▶ _TASK DESCRIPTION_
Starting with the line that contains "For the firefighter in", reproduce each line through the end of the entries exactly as written.

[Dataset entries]
==*==

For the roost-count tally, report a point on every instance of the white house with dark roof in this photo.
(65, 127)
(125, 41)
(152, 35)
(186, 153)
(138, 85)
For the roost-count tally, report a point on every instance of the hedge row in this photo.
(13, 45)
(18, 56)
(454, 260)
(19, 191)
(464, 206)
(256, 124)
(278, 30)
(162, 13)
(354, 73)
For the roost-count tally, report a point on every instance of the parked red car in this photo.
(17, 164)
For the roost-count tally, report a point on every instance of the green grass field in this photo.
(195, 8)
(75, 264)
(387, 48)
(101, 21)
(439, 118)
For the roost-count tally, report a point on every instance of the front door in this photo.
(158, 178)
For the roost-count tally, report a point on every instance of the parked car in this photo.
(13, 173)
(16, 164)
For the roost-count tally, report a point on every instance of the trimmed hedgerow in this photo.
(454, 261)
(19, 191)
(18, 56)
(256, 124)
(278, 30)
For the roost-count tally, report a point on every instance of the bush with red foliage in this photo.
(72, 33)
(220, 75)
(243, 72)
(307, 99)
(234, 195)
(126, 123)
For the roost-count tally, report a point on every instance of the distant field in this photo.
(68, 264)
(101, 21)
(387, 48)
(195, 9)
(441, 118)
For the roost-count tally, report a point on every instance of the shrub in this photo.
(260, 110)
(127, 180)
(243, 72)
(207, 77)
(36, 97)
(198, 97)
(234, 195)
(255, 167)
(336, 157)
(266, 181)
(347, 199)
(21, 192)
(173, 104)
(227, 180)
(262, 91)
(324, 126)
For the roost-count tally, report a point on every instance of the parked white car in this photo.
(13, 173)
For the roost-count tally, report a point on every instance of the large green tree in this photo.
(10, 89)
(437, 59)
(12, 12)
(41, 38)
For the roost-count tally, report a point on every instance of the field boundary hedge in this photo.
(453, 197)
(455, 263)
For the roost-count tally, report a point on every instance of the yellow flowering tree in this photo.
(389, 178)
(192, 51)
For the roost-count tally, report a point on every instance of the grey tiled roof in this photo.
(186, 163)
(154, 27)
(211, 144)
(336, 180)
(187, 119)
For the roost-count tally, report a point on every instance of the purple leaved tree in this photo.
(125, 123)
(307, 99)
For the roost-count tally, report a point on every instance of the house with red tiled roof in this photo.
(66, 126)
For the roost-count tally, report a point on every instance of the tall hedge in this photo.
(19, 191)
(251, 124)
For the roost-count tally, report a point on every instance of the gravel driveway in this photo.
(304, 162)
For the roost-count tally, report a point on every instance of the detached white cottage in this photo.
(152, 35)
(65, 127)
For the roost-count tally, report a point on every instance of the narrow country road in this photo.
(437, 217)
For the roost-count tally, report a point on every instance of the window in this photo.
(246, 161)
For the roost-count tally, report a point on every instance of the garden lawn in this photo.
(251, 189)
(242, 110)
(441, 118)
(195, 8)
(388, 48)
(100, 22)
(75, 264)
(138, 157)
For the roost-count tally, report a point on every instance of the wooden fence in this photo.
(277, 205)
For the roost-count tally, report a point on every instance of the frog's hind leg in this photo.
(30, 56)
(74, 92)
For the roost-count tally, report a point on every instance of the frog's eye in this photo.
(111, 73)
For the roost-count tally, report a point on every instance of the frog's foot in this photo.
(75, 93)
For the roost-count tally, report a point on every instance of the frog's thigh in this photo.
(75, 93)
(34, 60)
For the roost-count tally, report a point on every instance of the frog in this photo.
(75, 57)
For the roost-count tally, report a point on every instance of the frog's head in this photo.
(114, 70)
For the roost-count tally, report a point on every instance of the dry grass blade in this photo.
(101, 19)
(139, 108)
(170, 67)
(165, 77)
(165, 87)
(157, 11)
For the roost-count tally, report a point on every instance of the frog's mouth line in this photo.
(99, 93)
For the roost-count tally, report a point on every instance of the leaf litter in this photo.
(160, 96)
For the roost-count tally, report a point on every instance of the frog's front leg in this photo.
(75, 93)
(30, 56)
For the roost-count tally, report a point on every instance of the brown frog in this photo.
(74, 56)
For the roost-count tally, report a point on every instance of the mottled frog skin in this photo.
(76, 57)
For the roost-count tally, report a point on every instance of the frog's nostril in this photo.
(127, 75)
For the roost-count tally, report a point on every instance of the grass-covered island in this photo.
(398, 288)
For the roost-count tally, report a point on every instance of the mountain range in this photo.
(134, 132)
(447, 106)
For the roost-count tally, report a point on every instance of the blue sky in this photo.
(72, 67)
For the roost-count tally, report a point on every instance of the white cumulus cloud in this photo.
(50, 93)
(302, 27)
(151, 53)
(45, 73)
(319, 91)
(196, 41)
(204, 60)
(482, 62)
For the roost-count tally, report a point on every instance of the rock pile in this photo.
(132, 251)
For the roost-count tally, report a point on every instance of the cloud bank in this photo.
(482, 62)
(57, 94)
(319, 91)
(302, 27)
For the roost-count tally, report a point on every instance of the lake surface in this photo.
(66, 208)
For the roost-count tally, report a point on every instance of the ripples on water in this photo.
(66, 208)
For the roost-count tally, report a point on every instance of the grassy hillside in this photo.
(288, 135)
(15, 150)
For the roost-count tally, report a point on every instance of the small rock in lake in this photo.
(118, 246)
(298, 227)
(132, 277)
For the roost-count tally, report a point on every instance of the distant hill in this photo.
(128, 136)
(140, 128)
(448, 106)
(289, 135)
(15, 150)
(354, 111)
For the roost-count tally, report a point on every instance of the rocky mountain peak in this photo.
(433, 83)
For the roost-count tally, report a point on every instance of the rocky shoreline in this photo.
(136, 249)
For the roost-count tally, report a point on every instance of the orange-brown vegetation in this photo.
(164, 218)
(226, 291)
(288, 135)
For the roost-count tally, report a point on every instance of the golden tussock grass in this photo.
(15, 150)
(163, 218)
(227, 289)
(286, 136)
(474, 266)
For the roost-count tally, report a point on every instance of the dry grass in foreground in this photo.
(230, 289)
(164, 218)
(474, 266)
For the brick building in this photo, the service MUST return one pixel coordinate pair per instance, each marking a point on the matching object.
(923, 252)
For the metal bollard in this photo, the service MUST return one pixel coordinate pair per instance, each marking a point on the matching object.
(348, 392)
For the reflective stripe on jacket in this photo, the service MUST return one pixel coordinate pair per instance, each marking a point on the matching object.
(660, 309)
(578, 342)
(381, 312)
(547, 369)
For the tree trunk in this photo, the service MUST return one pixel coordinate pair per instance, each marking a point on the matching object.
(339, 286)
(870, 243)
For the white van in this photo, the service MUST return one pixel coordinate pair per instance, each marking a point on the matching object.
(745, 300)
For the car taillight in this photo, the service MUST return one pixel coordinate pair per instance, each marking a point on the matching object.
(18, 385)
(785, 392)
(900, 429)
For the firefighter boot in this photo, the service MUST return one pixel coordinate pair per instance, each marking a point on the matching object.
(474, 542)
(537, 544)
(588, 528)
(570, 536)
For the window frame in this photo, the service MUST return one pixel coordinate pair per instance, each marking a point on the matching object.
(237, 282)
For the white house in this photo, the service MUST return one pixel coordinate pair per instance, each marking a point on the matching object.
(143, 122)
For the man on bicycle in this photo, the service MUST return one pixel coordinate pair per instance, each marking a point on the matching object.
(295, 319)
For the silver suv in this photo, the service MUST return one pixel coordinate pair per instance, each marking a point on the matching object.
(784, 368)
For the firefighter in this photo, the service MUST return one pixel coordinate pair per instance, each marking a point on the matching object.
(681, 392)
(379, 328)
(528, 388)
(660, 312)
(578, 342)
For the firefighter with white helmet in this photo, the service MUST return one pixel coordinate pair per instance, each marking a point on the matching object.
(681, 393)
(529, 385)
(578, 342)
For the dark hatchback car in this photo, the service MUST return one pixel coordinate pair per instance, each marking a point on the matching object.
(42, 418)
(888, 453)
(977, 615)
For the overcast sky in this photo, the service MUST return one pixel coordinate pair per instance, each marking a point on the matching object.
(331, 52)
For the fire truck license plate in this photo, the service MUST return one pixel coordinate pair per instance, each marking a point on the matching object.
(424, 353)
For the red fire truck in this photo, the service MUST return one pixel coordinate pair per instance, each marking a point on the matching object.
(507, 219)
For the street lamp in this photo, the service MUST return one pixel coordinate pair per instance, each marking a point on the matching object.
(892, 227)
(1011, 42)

==*==

▶ _ANSWER BOX_
For the firefighter in this photo, the service MUST return one pixel coordinate pair per instance, each marking a point on the matching object.
(681, 392)
(379, 328)
(528, 388)
(660, 312)
(578, 342)
For the firefighter with white helmet in this photo, the service MUST return one pixel coordinate pair per instance, each marking a point on the matching object.
(681, 393)
(529, 385)
(578, 342)
For the dark hatchback car in this photo, the service MUST return one pixel coordinate pair per instance, each marking a point on the matching object.
(42, 418)
(888, 453)
(977, 615)
For the overcast sky in this photo, the service MUST return one pixel coordinate pair per instance, each marking a point on the matching object.
(331, 52)
For the fire truck license plate in this photo, the service MUST return one pixel coordinate pair per instance, each marking a point on the matching object.
(424, 353)
For the red fire truck in this photo, the service MUST return one pixel coordinate pair per instance, each marking a point on the matching object.
(507, 219)
For the street lamp in this photo, the service MUST return one pixel coordinate pair per instance, each marking a point on the matching object.
(892, 227)
(1011, 42)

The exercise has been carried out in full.